* **SELECTED PASSAGE**:
+ + + + +
Ministry Of Gender, Children & Social Protection On Warpath Against Teenage Pregnancy


The Ministry of Gender, Children and Social Protection has initiated a comprehensive strategy to tackle and reduce teenage pregnancy and promote adolescent reproductive health among young women and girls.

The ministry is collaborating with civil society organisations, traditional authorities, the Ghana Education Service and the metropolitan, municipal and district assemblies to educate and sensitize young women and girls in school to shun unprotected pre-marital sex.

The first in a series of workshops to sensitize young women and girls was organised in Kumasi recently for female students from selected schools in Kumasi and head-porters (kayayeis) on different days. Similar events would be organised in other parts of the country.

The deputy minister of Gender, Children and Social Protection, Hon. Della Sowah, who opened the workshop, said a recent research has revealed that teenage pregnancy in the country had increased from 6% to 20% over a short period.

According to the research, uneducated young women and girls are prone to becoming pregnant at tender age. Unfortunately people within this group are also unemployed.

She said the in-depth assessment of teenage pregnancy in Ghana revealed that the Greater Accra, Ashanti, Western and Brong Ahafo Regions are the areas most affected by this phenomenon.

According to her, the ministry has therefore decided to hold workshops in the worst affected districts to create awareness and sensitize school going girls and young women who are out of school.

Hon. Sowah said the aim of her ministry is to engage the youth and initiate discussions in schools and other avenues to address the challenges of teenage pregnancy. She called on parents to encourage their children and ward to take up their education seriously and also endeavor to enroll out-of-school children in schools.

A maternal health specialist from the Maternal and Child Health Hospital in Kumasi, Mrs. Faustina Osei Mensah, who made a presentation on teenage pregnancy and its effects, said 20% of adolescents go wayward if not properly taken care of.

She noted that it is therefore imperative that parents take proper care of their children and also monitor children well to ensure that they stay upright as they grow to become adults.

She advised the school-girls present at the workshop to take back to their schools the message of abstinence from sex and spread the message among their colleagues.

Mrs. Osei Mensah mentioned truncation of one’s education and death through unapproved abortion methods as some of the effects of teenage pregnancy, which can also affect the reproductive health of young women and girls.

She urged the girls to regularly visit health facilities to seek information on adolescent reproductive health to make them informed.

She advocated for the inclusion of sex education in the curricular of schools to introduce adolescents to reproductive health at early age, which would make them more empowered.

Officials of the Ministry of Gender, Children and Social Protection and their partners also visited the Oforikrom market in Kumasi to interact and sensitize head-porters (kayayeis) on the effects of teenage pregnancy and early motherhood.
+ + + + +
* **DATA EXTRACT**:
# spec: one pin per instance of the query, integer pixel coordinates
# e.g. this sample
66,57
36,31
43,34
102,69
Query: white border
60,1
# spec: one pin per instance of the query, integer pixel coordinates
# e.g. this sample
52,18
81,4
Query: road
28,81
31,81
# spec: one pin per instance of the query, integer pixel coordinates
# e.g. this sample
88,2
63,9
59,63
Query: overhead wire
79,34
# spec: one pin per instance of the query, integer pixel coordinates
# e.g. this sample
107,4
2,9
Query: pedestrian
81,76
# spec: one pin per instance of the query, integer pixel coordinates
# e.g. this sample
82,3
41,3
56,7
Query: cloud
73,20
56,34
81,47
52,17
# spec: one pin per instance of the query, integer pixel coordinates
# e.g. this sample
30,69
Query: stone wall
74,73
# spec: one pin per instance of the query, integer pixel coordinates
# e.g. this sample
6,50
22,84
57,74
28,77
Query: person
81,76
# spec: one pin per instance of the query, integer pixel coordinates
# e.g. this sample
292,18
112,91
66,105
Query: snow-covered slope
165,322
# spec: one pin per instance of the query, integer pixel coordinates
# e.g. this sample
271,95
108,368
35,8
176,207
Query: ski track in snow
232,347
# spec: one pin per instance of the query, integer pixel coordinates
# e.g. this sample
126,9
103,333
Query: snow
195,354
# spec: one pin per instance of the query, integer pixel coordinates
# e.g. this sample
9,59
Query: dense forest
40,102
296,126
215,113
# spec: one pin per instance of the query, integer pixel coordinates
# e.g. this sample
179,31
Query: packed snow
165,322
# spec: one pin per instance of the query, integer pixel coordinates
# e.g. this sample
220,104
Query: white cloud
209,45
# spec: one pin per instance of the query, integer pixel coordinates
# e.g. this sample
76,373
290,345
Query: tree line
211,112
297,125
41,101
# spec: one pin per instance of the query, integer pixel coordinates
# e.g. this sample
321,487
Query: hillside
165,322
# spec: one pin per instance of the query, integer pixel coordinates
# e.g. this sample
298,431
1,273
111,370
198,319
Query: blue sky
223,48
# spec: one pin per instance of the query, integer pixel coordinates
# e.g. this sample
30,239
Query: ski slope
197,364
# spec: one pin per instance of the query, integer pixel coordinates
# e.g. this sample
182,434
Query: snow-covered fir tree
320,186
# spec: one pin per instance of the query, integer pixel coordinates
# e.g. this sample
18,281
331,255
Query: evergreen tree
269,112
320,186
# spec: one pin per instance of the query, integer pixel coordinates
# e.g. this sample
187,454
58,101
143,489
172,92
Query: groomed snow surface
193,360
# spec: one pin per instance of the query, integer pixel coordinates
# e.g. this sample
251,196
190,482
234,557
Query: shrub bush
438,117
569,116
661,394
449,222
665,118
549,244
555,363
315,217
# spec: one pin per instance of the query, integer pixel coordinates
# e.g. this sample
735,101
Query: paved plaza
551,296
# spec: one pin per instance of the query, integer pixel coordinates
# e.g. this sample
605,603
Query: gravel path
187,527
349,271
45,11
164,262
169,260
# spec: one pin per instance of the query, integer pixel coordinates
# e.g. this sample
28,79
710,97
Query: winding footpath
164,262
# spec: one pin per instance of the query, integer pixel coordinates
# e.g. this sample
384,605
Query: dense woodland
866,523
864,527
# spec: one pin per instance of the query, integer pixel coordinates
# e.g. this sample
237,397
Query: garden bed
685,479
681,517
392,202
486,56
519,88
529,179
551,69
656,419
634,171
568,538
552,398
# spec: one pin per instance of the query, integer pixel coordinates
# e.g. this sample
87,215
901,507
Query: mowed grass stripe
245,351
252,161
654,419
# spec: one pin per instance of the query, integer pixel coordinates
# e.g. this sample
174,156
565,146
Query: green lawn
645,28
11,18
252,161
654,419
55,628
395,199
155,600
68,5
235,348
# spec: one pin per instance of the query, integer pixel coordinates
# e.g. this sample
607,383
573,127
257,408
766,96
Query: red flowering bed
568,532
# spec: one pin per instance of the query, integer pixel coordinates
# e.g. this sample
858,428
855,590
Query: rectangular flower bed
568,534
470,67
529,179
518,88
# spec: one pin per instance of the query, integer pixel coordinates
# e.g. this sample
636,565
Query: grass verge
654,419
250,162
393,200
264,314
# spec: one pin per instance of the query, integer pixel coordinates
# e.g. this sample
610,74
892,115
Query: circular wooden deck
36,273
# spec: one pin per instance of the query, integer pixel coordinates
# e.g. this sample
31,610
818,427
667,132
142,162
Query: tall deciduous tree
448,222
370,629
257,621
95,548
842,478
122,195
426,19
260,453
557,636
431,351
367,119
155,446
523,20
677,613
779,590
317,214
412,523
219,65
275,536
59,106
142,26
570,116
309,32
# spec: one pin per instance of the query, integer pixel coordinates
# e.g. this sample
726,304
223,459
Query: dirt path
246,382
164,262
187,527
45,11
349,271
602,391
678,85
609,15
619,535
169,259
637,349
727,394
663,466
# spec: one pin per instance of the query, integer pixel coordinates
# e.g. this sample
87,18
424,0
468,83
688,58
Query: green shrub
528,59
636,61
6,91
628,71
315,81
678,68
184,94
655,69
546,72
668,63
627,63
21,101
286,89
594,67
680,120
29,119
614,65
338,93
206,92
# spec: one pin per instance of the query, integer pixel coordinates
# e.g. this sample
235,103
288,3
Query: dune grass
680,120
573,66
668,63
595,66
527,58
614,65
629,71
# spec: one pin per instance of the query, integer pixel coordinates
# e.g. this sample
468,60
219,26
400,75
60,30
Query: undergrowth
+ + + + +
* **WHAT IS EXPECTED**: In the teenage pregnancy article, which regions does the assessment name as most affected?

* **WRITTEN RESPONSE**: The Greater Accra, Ashanti, Western and Brong Ahafo Regions.